*Records from a collection*:
☆ ☆ ☆ ☆

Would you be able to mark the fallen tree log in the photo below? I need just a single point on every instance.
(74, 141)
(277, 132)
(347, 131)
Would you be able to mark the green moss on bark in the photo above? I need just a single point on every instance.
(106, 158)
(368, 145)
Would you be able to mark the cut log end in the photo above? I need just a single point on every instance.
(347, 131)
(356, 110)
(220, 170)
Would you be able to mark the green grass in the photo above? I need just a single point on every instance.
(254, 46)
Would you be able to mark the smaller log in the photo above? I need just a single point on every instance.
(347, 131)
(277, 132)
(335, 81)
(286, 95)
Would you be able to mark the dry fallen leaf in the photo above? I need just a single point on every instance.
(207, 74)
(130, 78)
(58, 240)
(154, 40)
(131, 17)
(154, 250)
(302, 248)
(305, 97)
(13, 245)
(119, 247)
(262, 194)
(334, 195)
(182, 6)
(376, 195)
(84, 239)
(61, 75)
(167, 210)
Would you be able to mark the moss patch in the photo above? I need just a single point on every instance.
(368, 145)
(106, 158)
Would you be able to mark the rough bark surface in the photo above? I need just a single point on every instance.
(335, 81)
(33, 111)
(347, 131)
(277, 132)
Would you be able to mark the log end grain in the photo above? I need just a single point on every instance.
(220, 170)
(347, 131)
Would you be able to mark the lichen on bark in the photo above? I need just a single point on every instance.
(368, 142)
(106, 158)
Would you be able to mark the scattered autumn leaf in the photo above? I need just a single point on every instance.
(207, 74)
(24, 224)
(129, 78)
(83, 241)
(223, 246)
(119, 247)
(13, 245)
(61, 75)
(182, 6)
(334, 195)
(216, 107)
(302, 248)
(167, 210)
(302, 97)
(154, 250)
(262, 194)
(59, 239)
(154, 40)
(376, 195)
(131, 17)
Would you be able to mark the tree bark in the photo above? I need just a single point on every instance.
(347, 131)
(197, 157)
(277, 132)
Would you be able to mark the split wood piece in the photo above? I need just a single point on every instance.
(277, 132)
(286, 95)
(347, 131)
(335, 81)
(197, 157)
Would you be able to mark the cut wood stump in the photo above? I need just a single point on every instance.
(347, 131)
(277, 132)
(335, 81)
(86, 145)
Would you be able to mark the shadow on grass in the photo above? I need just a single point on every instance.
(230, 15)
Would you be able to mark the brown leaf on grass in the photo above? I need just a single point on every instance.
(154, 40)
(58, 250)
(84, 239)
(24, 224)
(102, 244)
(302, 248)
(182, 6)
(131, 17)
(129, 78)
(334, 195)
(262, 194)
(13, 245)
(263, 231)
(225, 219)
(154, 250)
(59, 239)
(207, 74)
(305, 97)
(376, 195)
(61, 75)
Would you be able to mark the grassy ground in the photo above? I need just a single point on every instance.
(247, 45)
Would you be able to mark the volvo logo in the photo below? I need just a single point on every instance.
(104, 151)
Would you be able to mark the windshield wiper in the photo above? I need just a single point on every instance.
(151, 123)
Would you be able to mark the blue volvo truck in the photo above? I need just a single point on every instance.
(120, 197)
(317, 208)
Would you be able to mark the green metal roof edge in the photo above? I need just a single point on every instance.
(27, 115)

☆ ☆ ☆ ☆

*AIM OF THE TASK*:
Write out exactly the final stretch of the records: the line containing "Would you be able to mark the shadow" and every line after it, through the last, and nothing else.

*ANSWER*:
Would you be able to mark the shadow on grass in the photo above? I need just a single point on every instance.
(230, 15)
Would you be able to mark the brown leaf on grass in the photo above? I need just a single point on every instance.
(154, 40)
(58, 250)
(84, 239)
(24, 224)
(102, 244)
(302, 248)
(182, 6)
(131, 17)
(129, 78)
(334, 195)
(262, 194)
(13, 245)
(263, 231)
(225, 219)
(154, 250)
(59, 239)
(207, 74)
(305, 97)
(376, 195)
(61, 75)
Would you be able to mark the grassy ground in the photo above? I need just a single point on every instance.
(247, 45)
Would you be able to mark the volvo logo in the photo below? I need just a single point on every instance.
(104, 151)
Would you be able to mark the windshield wiper in the photo above? I need just a single point on every instance.
(151, 123)
Would you be able to mark the blue volvo truck in the photo above? I need just a single point on every instance.
(120, 197)
(317, 208)
Would you be able to mark the green metal roof edge in the photo above? I need just a single point on every instance.
(27, 115)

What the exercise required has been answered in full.